Ваше письмо «Диктатуре» от 31 августа, затем Ваши собственные устные заверения о том, что «Баку должен быть сдан, что, кроме находящихся сейчас в городе английских войск, вы не имеете возможности дать нам ни одного солдата» и, наконец, Ваше письмо генералу Докучаеву от 3 сентября понуждает «Диктатуру» обратиться к Вам как к командующему английскими войсками, а равно и как к представителю британского правительства с нижеследующим меморандумом.

Когда мы заключили с Вами военное соглашение, мы приняли на себя, совместно с Вами, ответственность за свободу города и бакинского района как для Российской республики, так и в интересах общесоюзного фронта.

Наш союз с Вами привел к полному разрыву с властью российских большевиков. Их помощь Баку людьми, оружием, военными материалами и продовольствием прекратилась тогда же окончательно. Полагаем, что Вам было небезызвестно, что после того, как власть большевиков в Баку была свергнута, представители Ленина хотели сформировать здесь коалиционное правительство, обещая снабжать нас всеми необходимыми военными материалами и оказывать нам самую действенную поддержку в борьбе против турок при условии, что английские войска уйдут из Баку и его районов.

Эти условия были для нас неприемлемы. Мы знали, что для спасения демократического мира в Европе, для уничтожения позорных условий Брест-Литовского мирного договора, а также для того, чтобы помешать выполнению немцами своего военного плана, нам необходимо было действовать совместно с англичанами.

Исходя из изложенных соображений, а также основываясь на наших с Вами переговорах и на заверениях, данных нам Вами и Вашим правительством, мы рассчитывали, что Вы прибудете в Баку с числом войск, достаточным не только для успешной обороны Баку, но и вполне достаточным для очистки всего Закавказья, которое было оторвано от Российской республики.

*Представленные материалы*.
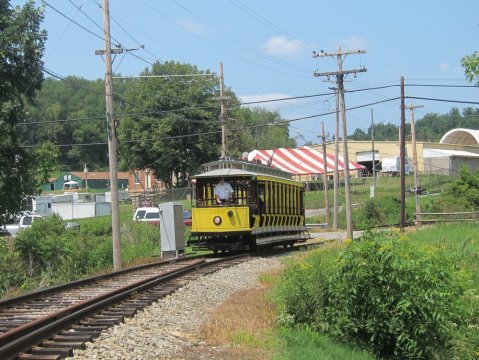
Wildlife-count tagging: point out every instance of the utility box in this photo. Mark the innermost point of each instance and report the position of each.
(171, 230)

*Выполните задания*.
1. Перепишите без изменений фрагмент исходного текста. Начните с места, где стоят слова «Наш союз с Вами», и остановитесь после слов «совместно с англичанами.».
2. При каком условии, согласно исходному тексту, представители Ленина обещали снабжать Баку военными материалами?

*Ответы по порядку*.
1.
Наш союз с Вами привел к полному разрыву с властью российских большевиков. Их помощь Баку людьми, оружием, военными материалами и продовольствием прекратилась тогда же окончательно. Полагаем, что Вам было небезызвестно, что после того, как власть большевиков в Баку была свергнута, представители Ленина хотели сформировать здесь коалиционное правительство, обещая снабжать нас всеми необходимыми военными материалами и оказывать нам самую действенную поддержку в борьбе против турок при условии, что английские войска уйдут из Баку и его районов.

Эти условия были для нас неприемлемы. Мы знали, что для спасения демократического мира в Европе, для уничтожения позорных условий Брест-Литовского мирного договора, а также для того, чтобы помешать выполнению немцами своего военного плана, нам необходимо было действовать совместно с англичанами.

2. При условии, что английские войска уйдут из Баку и его районов.